Exactly and only the lines from the one containing "the man's face" through the close of the entries below are to be set down.

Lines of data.
┌────────

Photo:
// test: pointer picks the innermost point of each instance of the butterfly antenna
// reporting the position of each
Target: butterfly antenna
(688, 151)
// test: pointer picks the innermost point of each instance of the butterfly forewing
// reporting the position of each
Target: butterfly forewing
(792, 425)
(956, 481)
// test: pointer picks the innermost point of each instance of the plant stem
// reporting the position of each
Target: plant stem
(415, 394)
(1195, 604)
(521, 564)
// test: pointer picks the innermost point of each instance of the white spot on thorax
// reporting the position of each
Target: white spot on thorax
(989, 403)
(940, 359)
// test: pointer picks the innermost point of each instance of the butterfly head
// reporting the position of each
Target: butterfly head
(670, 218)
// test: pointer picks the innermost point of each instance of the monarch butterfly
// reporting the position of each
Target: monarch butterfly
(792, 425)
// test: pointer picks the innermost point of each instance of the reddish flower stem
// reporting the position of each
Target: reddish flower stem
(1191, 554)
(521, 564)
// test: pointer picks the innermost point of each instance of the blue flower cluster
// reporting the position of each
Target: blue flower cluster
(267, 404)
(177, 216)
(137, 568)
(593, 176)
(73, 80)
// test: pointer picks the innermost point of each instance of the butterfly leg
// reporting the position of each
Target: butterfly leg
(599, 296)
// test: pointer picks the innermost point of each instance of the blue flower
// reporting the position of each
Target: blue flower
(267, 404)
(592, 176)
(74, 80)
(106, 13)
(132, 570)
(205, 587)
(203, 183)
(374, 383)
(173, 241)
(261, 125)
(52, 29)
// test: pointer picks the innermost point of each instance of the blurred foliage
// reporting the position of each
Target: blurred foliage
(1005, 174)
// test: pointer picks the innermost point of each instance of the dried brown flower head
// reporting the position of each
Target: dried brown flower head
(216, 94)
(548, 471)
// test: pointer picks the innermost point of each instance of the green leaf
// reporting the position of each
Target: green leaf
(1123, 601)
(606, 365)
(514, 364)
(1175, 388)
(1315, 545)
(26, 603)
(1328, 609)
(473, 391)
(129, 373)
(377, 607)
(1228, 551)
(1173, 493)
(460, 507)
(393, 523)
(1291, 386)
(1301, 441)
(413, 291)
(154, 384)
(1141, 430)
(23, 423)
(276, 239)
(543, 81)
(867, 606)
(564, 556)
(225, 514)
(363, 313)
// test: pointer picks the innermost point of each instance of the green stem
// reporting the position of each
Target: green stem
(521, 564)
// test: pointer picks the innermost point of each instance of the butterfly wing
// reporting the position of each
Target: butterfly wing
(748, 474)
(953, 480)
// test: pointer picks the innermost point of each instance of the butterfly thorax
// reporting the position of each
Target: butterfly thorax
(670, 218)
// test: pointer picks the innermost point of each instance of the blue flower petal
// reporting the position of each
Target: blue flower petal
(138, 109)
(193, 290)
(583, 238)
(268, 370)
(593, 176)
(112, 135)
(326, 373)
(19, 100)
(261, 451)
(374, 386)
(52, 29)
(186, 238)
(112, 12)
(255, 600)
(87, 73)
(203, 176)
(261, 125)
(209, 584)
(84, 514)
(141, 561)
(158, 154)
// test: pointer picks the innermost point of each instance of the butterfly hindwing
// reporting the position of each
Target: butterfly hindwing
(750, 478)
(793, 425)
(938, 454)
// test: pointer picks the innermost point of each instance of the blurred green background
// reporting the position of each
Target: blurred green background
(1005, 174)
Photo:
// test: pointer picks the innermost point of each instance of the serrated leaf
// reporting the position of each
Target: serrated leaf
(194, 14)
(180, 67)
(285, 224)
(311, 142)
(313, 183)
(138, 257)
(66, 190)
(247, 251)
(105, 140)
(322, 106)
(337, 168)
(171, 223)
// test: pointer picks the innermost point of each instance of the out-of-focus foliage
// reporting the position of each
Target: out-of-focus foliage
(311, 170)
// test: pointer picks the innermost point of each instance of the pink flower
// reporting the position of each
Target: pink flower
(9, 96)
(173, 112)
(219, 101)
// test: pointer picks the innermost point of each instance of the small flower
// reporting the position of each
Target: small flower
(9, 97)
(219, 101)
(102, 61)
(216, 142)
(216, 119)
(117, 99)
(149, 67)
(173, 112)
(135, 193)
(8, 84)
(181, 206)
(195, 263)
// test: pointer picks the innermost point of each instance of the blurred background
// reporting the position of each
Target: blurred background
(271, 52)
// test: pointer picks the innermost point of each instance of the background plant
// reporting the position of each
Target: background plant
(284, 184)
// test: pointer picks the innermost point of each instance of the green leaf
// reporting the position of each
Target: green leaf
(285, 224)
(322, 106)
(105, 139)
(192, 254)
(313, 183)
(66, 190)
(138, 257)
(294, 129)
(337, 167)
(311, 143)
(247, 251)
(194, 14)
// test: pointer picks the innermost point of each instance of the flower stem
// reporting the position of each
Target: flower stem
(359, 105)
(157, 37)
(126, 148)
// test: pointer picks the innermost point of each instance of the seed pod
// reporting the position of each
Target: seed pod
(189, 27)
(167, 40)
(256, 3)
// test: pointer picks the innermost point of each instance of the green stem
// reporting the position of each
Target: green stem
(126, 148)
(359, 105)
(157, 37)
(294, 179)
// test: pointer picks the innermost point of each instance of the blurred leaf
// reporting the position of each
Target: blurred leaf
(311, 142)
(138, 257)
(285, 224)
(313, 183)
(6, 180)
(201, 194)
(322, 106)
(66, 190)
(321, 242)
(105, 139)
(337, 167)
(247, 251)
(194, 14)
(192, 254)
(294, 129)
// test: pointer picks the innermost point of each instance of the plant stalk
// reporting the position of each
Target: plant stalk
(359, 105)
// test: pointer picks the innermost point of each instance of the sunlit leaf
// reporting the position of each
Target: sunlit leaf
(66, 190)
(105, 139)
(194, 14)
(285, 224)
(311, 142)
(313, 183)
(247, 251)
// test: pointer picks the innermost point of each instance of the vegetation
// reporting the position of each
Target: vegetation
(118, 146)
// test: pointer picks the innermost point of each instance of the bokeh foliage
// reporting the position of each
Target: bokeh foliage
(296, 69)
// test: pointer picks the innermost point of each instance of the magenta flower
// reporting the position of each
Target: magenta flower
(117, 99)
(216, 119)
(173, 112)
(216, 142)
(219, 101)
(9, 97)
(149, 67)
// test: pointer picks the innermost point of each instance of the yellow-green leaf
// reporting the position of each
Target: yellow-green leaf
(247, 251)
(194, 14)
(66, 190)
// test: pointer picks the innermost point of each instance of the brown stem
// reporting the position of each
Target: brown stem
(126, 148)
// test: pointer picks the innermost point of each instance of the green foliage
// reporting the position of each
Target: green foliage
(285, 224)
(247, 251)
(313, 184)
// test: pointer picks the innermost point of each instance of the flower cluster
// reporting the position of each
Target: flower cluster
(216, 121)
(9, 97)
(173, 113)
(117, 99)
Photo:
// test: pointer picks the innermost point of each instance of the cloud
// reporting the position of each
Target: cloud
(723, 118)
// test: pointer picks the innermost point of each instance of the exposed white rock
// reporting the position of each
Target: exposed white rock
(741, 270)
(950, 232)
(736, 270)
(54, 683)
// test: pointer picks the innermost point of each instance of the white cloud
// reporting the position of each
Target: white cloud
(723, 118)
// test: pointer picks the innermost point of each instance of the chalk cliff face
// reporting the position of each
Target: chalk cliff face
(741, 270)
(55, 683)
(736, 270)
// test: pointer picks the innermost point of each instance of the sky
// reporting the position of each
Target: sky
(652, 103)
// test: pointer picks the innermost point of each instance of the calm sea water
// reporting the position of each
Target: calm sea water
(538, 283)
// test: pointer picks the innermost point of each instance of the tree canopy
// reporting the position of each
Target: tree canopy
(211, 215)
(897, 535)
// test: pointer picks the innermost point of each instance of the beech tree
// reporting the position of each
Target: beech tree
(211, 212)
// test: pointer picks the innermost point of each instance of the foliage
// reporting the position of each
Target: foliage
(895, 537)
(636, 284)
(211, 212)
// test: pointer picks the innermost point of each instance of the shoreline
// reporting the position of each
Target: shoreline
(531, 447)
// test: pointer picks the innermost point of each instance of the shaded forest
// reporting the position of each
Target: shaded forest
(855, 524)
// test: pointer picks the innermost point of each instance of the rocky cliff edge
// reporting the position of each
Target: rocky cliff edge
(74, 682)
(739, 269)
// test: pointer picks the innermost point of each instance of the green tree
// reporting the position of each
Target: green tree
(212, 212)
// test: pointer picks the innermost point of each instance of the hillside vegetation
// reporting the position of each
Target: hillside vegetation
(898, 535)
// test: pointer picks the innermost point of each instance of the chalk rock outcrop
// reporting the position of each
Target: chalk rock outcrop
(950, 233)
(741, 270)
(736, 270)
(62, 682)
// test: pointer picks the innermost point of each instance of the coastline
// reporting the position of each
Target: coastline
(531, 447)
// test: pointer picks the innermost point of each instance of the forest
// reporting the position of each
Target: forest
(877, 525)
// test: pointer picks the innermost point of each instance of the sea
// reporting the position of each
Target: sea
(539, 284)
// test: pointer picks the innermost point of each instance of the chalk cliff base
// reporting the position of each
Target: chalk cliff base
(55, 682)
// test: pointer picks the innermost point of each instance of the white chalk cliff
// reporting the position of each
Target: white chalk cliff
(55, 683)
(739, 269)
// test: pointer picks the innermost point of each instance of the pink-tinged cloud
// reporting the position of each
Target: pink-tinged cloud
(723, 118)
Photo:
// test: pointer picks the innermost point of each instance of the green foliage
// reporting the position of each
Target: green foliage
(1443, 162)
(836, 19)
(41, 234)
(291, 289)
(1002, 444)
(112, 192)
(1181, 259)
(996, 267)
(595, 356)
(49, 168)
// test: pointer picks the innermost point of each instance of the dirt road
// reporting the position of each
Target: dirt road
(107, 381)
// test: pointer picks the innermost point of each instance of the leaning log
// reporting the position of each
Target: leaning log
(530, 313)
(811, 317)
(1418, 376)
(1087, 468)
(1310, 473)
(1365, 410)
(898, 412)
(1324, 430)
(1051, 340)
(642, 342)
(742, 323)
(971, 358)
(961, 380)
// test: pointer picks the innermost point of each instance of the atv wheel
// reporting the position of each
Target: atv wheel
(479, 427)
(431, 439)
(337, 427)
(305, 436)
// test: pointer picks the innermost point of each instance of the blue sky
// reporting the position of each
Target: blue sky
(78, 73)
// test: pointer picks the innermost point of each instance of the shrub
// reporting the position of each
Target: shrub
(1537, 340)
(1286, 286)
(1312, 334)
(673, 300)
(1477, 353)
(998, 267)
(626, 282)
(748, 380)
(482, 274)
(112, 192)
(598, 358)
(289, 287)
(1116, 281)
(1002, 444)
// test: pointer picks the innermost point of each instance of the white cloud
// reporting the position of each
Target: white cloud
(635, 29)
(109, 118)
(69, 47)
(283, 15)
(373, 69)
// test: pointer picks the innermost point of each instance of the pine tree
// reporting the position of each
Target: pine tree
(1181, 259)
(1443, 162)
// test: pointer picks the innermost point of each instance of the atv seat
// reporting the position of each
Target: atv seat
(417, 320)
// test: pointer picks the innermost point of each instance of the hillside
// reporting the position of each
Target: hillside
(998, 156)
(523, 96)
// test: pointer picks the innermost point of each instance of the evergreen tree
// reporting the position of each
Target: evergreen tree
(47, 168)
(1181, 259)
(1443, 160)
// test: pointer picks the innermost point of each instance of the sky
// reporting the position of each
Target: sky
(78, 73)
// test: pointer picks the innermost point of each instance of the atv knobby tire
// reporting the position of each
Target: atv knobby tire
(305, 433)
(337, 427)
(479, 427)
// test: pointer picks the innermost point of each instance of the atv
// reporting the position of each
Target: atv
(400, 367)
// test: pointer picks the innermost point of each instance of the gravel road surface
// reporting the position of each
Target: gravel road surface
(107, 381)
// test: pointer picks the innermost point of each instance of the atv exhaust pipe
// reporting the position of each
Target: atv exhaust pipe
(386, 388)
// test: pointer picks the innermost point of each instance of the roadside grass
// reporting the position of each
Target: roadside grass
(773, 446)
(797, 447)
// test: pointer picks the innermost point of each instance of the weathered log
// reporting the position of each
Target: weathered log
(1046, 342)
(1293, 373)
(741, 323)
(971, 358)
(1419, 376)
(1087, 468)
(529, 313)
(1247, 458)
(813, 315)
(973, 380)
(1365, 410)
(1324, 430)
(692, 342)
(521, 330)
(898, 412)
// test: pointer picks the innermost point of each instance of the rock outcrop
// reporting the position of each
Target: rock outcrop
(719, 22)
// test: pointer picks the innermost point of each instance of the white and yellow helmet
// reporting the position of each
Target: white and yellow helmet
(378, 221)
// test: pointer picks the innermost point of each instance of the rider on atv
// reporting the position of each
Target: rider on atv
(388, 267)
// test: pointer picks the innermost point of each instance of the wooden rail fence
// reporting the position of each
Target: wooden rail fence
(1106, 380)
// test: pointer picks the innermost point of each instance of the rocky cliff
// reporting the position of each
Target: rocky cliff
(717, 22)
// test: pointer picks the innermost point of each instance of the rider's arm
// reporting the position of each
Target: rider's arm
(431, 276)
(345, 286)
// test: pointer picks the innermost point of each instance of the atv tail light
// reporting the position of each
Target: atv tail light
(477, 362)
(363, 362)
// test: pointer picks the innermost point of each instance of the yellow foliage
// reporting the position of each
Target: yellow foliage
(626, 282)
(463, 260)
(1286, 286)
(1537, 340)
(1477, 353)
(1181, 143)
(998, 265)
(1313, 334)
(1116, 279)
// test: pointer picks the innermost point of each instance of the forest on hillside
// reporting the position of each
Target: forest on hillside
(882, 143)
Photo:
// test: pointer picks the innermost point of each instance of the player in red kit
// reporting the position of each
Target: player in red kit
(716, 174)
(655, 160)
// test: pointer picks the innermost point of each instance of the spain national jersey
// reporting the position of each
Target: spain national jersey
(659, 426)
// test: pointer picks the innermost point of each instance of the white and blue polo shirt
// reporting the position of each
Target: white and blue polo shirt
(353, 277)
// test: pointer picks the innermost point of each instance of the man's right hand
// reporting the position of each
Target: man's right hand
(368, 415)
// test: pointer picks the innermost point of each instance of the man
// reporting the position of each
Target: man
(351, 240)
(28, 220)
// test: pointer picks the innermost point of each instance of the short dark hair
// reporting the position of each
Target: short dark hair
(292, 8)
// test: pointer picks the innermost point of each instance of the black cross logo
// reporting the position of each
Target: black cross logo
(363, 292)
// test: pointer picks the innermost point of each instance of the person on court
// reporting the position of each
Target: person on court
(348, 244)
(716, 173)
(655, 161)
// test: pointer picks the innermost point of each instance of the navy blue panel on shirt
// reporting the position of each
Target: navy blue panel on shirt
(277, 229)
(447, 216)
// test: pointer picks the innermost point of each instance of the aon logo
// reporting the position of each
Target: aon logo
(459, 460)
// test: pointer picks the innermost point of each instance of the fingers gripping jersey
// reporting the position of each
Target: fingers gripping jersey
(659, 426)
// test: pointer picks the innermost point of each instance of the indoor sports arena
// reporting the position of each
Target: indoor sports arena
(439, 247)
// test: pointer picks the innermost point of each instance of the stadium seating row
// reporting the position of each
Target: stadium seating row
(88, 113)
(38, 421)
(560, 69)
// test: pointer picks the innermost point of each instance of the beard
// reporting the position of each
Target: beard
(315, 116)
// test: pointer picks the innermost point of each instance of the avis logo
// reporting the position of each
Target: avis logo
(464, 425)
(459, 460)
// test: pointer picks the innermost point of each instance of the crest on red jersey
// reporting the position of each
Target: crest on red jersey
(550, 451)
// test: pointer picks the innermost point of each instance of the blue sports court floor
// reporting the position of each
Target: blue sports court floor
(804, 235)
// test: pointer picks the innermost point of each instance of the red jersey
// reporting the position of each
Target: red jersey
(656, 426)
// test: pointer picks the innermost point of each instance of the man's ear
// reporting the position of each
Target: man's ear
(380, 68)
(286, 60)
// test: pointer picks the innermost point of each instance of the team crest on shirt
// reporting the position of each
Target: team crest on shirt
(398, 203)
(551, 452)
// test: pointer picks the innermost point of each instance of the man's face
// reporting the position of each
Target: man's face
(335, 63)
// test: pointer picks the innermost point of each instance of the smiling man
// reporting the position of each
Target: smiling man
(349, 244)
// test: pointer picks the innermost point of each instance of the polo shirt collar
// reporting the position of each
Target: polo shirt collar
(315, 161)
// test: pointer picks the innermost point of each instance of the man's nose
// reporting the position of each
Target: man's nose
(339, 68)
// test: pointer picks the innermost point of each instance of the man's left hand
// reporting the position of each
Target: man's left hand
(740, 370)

└────────

Solved problem.
// test: pointer picks the innermost point of each instance of the man's face
// reporting the position of each
Target: man's face
(335, 63)
// test: pointer picks the innermost point of each instance of the smiling man
// reporting the position of each
Target: smiling man
(349, 244)
// test: pointer picks the innermost point of each instance of the polo shirt collar
// reporting the position of each
Target: polo shirt collar
(315, 161)
// test: pointer picks the innermost point of each instance of the man's nose
// reporting the position of each
Target: man's nose
(339, 68)
// test: pointer picks the innermost point of each instance of the man's left hand
// reporting the position of each
Target: man's left hand
(740, 370)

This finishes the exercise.